▶ **Work request**:
Work through the data below line by line and say how many lines hold "bird"; give only the number.

Segment Open

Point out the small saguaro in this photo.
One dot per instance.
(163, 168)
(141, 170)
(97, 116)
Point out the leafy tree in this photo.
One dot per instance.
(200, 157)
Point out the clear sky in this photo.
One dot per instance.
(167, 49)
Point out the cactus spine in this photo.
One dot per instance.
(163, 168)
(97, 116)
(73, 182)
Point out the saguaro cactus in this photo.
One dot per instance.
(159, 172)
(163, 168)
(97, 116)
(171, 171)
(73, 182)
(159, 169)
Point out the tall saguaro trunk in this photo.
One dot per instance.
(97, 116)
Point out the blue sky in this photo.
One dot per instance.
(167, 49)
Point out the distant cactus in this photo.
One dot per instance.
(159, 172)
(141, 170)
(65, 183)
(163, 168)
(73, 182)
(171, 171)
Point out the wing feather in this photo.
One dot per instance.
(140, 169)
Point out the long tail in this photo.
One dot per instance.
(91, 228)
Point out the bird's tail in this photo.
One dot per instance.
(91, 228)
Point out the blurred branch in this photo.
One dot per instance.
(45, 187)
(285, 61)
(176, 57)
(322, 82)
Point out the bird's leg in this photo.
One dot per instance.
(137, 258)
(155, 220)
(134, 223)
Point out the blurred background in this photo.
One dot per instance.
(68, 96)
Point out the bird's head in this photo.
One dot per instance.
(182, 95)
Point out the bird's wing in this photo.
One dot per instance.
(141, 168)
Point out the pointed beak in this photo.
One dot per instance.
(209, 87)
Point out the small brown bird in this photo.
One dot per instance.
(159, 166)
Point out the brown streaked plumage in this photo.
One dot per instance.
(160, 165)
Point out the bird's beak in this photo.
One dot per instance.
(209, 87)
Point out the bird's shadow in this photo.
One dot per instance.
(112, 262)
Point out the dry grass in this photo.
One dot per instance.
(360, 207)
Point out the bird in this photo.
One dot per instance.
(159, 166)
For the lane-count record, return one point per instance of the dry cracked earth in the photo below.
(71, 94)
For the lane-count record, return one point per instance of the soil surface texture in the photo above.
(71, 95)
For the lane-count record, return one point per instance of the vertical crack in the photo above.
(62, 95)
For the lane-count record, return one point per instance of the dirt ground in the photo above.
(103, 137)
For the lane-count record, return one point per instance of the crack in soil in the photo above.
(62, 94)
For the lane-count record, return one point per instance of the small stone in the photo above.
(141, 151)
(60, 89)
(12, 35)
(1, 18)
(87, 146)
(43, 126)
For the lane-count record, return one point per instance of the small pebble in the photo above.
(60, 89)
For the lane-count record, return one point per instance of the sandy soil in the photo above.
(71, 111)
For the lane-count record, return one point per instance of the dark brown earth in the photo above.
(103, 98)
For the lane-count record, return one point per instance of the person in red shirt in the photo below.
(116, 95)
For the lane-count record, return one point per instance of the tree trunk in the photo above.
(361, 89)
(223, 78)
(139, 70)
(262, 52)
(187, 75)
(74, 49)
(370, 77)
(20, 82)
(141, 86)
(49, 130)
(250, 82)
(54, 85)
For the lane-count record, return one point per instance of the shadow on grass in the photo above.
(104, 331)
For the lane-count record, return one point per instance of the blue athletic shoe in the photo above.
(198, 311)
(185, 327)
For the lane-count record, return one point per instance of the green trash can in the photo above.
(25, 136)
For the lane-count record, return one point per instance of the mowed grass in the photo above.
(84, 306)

Segment Closed

▶ **Exercise response**:
8